▸ TASK DIRECTIONS
Render the lines below as a Markdown table with two columns, Row and Line, giving each line its own numbered row and leaving out blank lines.

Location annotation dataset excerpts
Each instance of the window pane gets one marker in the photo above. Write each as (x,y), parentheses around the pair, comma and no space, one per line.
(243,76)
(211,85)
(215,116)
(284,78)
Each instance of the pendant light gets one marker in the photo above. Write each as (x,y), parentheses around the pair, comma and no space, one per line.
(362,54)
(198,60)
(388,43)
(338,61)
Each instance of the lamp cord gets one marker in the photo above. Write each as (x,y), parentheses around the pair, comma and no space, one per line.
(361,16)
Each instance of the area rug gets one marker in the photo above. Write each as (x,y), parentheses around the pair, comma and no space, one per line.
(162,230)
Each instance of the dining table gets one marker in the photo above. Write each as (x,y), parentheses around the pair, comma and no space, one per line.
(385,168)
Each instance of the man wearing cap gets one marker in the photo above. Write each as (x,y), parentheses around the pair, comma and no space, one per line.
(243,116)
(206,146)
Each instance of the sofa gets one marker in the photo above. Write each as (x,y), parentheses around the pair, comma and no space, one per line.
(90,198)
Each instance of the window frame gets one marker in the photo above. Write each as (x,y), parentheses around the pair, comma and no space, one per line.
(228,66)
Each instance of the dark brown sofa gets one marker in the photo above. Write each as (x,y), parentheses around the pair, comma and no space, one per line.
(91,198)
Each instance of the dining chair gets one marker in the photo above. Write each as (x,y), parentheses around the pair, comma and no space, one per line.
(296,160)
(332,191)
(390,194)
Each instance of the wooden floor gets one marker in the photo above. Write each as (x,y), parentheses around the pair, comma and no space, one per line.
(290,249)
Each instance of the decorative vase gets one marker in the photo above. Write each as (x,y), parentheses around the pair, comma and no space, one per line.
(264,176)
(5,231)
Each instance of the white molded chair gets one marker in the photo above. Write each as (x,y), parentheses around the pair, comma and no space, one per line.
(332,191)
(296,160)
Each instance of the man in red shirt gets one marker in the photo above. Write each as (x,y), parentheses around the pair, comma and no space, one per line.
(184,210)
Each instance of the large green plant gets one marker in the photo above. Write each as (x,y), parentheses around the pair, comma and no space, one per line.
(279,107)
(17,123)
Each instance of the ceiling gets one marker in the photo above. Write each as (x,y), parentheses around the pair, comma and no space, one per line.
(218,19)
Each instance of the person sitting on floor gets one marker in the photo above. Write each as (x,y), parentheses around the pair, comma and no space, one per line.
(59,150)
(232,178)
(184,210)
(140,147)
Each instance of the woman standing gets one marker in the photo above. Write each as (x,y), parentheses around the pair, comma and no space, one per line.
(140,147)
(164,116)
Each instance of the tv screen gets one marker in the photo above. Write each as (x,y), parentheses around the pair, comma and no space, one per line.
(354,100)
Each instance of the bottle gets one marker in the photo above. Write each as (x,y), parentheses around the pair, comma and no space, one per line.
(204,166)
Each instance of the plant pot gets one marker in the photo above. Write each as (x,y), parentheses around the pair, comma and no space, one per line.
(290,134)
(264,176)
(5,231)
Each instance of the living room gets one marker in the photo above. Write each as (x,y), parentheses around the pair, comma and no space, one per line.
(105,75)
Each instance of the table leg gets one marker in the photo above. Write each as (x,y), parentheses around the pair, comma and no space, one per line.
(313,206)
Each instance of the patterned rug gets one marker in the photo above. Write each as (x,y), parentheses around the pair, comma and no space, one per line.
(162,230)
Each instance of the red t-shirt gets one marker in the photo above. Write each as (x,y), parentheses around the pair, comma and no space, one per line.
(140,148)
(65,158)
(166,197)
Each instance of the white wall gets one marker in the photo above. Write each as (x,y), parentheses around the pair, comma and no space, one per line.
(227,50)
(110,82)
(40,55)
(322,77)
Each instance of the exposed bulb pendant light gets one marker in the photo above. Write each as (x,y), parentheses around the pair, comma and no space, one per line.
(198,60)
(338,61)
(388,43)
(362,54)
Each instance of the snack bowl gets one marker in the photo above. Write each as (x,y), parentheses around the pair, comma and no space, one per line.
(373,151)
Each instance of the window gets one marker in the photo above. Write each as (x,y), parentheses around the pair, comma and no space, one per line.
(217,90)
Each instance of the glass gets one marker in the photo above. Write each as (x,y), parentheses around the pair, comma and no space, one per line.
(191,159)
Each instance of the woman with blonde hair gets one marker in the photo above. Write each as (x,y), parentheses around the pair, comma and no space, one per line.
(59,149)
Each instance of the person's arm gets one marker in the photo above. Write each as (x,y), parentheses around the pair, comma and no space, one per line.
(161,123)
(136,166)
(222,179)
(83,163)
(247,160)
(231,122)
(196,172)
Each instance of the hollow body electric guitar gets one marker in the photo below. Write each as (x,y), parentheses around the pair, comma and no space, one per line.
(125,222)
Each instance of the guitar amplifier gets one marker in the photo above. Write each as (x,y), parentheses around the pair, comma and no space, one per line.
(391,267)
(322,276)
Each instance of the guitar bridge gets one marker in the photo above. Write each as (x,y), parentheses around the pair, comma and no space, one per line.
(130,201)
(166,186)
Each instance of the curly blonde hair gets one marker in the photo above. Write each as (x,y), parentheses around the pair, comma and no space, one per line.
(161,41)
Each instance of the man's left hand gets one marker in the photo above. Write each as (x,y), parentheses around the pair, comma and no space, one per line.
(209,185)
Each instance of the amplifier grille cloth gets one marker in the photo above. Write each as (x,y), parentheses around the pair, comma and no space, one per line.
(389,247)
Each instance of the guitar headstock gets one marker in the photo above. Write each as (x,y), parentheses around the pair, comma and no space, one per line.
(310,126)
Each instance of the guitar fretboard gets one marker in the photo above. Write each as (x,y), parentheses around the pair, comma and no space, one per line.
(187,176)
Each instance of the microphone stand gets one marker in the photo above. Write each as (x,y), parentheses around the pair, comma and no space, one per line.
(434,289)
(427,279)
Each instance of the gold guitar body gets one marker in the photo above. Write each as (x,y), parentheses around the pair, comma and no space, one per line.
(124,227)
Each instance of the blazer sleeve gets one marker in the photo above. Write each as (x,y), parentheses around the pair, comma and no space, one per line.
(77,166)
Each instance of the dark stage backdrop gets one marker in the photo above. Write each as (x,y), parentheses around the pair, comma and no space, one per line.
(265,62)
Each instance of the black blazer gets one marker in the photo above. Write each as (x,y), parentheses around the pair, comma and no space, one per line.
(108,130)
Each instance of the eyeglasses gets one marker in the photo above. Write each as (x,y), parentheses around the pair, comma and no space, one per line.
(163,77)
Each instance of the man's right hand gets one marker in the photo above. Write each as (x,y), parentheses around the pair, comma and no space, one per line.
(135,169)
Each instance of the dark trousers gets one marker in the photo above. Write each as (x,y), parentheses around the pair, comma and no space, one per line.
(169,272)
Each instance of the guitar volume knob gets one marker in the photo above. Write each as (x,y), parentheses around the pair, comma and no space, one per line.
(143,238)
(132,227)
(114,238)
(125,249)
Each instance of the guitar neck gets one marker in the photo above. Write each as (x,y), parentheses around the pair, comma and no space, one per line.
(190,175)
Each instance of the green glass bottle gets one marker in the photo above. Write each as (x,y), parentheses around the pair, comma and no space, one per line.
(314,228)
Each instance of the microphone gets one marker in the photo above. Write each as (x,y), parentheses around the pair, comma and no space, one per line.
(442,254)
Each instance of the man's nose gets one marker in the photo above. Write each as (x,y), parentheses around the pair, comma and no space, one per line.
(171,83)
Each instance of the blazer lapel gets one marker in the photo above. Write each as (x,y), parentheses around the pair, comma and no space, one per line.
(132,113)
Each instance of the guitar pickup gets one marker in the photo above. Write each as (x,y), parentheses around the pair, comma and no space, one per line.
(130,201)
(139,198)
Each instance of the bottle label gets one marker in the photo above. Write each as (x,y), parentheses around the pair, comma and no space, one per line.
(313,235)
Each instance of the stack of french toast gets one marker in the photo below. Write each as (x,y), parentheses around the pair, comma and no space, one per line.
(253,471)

▸ FINAL ANSWER
| Row | Line |
|---|---|
| 1 | Each instance of the window pane gets one marker in the photo above. Write each as (x,y), parentheses around the pair, comma and no space, one per line. |
| 2 | (243,76) |
| 3 | (211,85) |
| 4 | (215,116) |
| 5 | (284,78) |
| 6 | Each instance of the pendant light gets one marker in the photo above. Write each as (x,y), parentheses around the pair, comma and no space, one per line. |
| 7 | (362,54) |
| 8 | (198,60) |
| 9 | (388,43) |
| 10 | (338,61) |
| 11 | Each instance of the lamp cord gets one marker in the photo above. Write each as (x,y), parentheses around the pair, comma and no space, one per line. |
| 12 | (361,16) |
| 13 | Each instance of the area rug gets one marker in the photo above. Write each as (x,y), parentheses around the pair, comma and no space, one per line. |
| 14 | (162,230) |
| 15 | Each instance of the dining table gets one marker in the photo above. Write each as (x,y), parentheses around the pair, comma and no space, one per line. |
| 16 | (385,168) |
| 17 | Each instance of the man wearing cap gets one marker in the photo above. Write each as (x,y), parentheses around the pair, comma and no space, one per line. |
| 18 | (243,116) |
| 19 | (206,146) |
| 20 | Each instance of the sofa gets one marker in the photo above. Write each as (x,y), parentheses around the pair, comma and no space, one per line. |
| 21 | (90,198) |
| 22 | Each instance of the window frame gets one marker in the photo above. Write each as (x,y), parentheses around the pair, comma and no space, one per line. |
| 23 | (228,66) |
| 24 | Each instance of the dark brown sofa gets one marker in the photo above. Write each as (x,y), parentheses around the pair, comma and no space, one per line. |
| 25 | (91,198) |
| 26 | Each instance of the dining chair gets one marker in the photo above. Write each as (x,y), parentheses around the pair, comma and no space, one per line. |
| 27 | (296,160) |
| 28 | (332,191) |
| 29 | (390,194) |
| 30 | Each instance of the wooden floor gets one marker in the photo above. Write each as (x,y), parentheses around the pair, comma and no space, one per line. |
| 31 | (290,249) |
| 32 | Each instance of the decorative vase gets one marker in the photo above. Write each as (x,y), parentheses around the pair, comma and no space, one per line. |
| 33 | (264,176) |
| 34 | (5,231) |
| 35 | Each instance of the white molded chair gets one marker in the photo above. Write each as (x,y), parentheses around the pair, comma and no space, one per line. |
| 36 | (332,191) |
| 37 | (296,160) |
| 38 | Each instance of the man in red shirt gets one marker in the photo above. Write each as (x,y), parentheses around the pair, comma and no space, one per line. |
| 39 | (184,210) |
| 40 | Each instance of the large green plant gets one marker in the photo above. Write each as (x,y), parentheses around the pair, comma and no space, one per line. |
| 41 | (279,107) |
| 42 | (17,123) |
| 43 | Each instance of the ceiling gets one marker in the photo above. Write each as (x,y), parentheses around the pair, comma and no space, one per line. |
| 44 | (218,19) |
| 45 | Each instance of the person sitting on floor gets one marker in the photo above. Write each as (x,y), parentheses around the pair, comma and no space, one per line. |
| 46 | (59,150) |
| 47 | (232,178) |
| 48 | (184,210) |
| 49 | (140,147) |
| 50 | Each instance of the woman standing gets one marker in the photo above. Write each as (x,y), parentheses around the pair, comma and no space, one per line. |
| 51 | (140,147) |
| 52 | (164,116) |
| 53 | Each instance of the tv screen gets one marker in the photo above. Write each as (x,y), parentheses around the pair, comma and no space, one per line. |
| 54 | (354,100) |
| 55 | Each instance of the bottle gets one marker in the photo above. Write each as (x,y), parentheses around the pair, comma and no space, one per line. |
| 56 | (204,166) |
| 57 | Each instance of the plant pot gets one marker in the photo above. Write each as (x,y), parentheses around the pair, comma and no space, one per line. |
| 58 | (290,134) |
| 59 | (264,176) |
| 60 | (5,231) |
| 61 | Each instance of the living room gets one marker in the photo above. Write each as (x,y), parentheses around the pair, comma and no space, one per line. |
| 62 | (105,75) |
| 63 | Each instance of the table leg gets one marker in the photo above. Write each as (x,y), parentheses around the pair, comma and no space, one per line. |
| 64 | (313,206) |
| 65 | Each instance of the patterned rug gets one marker in the photo above. Write each as (x,y), parentheses around the pair, comma and no space, one per line. |
| 66 | (162,230) |
| 67 | Each instance of the red t-shirt gets one marker in the photo above. Write each as (x,y), parentheses around the pair, comma and no space, one per line. |
| 68 | (140,148) |
| 69 | (65,158) |
| 70 | (166,197) |
| 71 | Each instance of the white wall gets one marker in the photo above. Write each as (x,y), parentheses around the pair, comma and no space, one per line. |
| 72 | (227,50) |
| 73 | (110,82) |
| 74 | (40,55) |
| 75 | (322,77) |
| 76 | Each instance of the exposed bulb pendant light gets one marker in the photo above. Write each as (x,y), parentheses around the pair, comma and no space, one per line. |
| 77 | (198,60) |
| 78 | (338,61) |
| 79 | (388,43) |
| 80 | (362,54) |
| 81 | Each instance of the snack bowl gets one marker in the photo above. Write each as (x,y), parentheses around the pair, comma and no space, one per line. |
| 82 | (373,151) |
| 83 | Each instance of the window gets one marker in the photo above. Write each as (x,y), parentheses around the pair, comma and no space, one per line. |
| 84 | (217,90) |
| 85 | Each instance of the glass gets one marker in the photo above. Write each as (x,y), parentheses around the pair, comma and no space, one per line. |
| 86 | (191,159) |
| 87 | Each instance of the woman with blonde hair gets one marker in the photo above. Write each as (x,y), parentheses around the pair, comma and no space, one per line. |
| 88 | (59,149) |
| 89 | Each instance of the person's arm gets one marker in the photo above. Write each as (x,y), parentheses around the pair, comma and no space, one per line. |
| 90 | (161,123) |
| 91 | (136,166) |
| 92 | (222,179) |
| 93 | (83,163) |
| 94 | (247,160) |
| 95 | (231,122) |
| 96 | (196,172) |
| 97 | Each instance of the hollow body electric guitar gets one marker in the photo below. Write each as (x,y), parentheses around the pair, comma and no space, one per line. |
| 98 | (125,222) |
| 99 | Each instance of the guitar amplifier gets one marker in the photo above. Write each as (x,y), parentheses around the pair, comma and no space, one per line. |
| 100 | (391,267) |
| 101 | (322,276) |
| 102 | Each instance of the guitar bridge gets one marker in the photo above. Write each as (x,y), parentheses around the pair, comma and no space, one per line. |
| 103 | (130,201) |
| 104 | (166,186) |
| 105 | Each instance of the curly blonde hair gets one marker in the photo above. Write each as (x,y), parentheses around the pair, comma and no space, one per line. |
| 106 | (161,41) |
| 107 | Each instance of the man's left hand gets one marker in the photo above. Write each as (x,y), parentheses around the pair, comma and no space, one per line. |
| 108 | (209,185) |
| 109 | Each instance of the amplifier grille cloth gets one marker in the photo above. Write each as (x,y), parentheses around the pair, comma and no space, one per line. |
| 110 | (389,247) |
| 111 | Each instance of the guitar headstock gets one marker in the photo above. Write each as (x,y), parentheses around the pair, comma and no space, one per line. |
| 112 | (310,126) |
| 113 | Each instance of the guitar fretboard gets one marker in the photo above. Write each as (x,y), parentheses around the pair, comma and no space, one per line. |
| 114 | (187,176) |
| 115 | Each instance of the microphone stand gets one marker in the photo above. Write each as (x,y), parentheses around the pair, comma and no space, one per line. |
| 116 | (434,289) |
| 117 | (427,279) |
| 118 | Each instance of the gold guitar body gets one marker in the photo above. Write each as (x,y), parentheses around the pair, comma and no space, one per line. |
| 119 | (124,227) |
| 120 | Each instance of the blazer sleeve gets one marker in the photo above. Write each as (x,y), parentheses around the pair, comma and no space, one per line. |
| 121 | (77,166) |
| 122 | Each instance of the dark stage backdrop gets one marker in the photo above. Write each as (x,y), parentheses around the pair, comma and no space, one per line. |
| 123 | (265,62) |
| 124 | Each instance of the black blazer gets one marker in the photo above. Write each as (x,y), parentheses around the pair, comma and no space, one per line. |
| 125 | (108,130) |
| 126 | Each instance of the eyeglasses gets one marker in the photo above. Write each as (x,y), parentheses around the pair, comma and no space, one per line. |
| 127 | (163,77) |
| 128 | Each instance of the man's right hand gets one marker in the photo above. Write each as (x,y), parentheses around the pair, comma and no space, one per line. |
| 129 | (135,169) |
| 130 | Each instance of the dark trousers gets one marker in the photo above. Write each as (x,y), parentheses around the pair, comma and no space, one per line. |
| 131 | (169,272) |
| 132 | Each instance of the guitar volume knob gets one marker in the photo above. Write each as (x,y), parentheses around the pair, comma and no space, one per line. |
| 133 | (143,238) |
| 134 | (132,227) |
| 135 | (114,238) |
| 136 | (125,249) |
| 137 | Each instance of the guitar neck gets one marker in the photo above. Write each as (x,y), parentheses around the pair, comma and no space, one per line. |
| 138 | (190,175) |
| 139 | Each instance of the green glass bottle gets one marker in the photo above. Write each as (x,y), parentheses around the pair, comma and no space, one per line. |
| 140 | (314,228) |
| 141 | Each instance of the microphone gets one marker in the photo above. Write each as (x,y), parentheses around the pair, comma and no space, one per line. |
| 142 | (442,254) |
| 143 | Each instance of the man's nose gets one marker in the photo above. Write each as (x,y), parentheses around the pair, comma and no space, one per line. |
| 144 | (171,83) |
| 145 | Each instance of the blazer lapel gets one marker in the photo above. Write each as (x,y), parentheses around the pair, comma and no space, one per line. |
| 146 | (132,113) |
| 147 | Each instance of the guitar pickup gets one marker in the photo above. Write each as (x,y), parentheses around the pair, comma and no space, one per line. |
| 148 | (130,201) |
| 149 | (139,198) |
| 150 | Each instance of the bottle label gets one marker in the photo above. Write each as (x,y), parentheses around the pair, comma and no space, one per line. |
| 151 | (313,235) |
| 152 | Each instance of the stack of french toast gets one marker in the photo below. Write each as (x,y), parentheses around the pair, comma and no space, one per line. |
| 153 | (253,471) |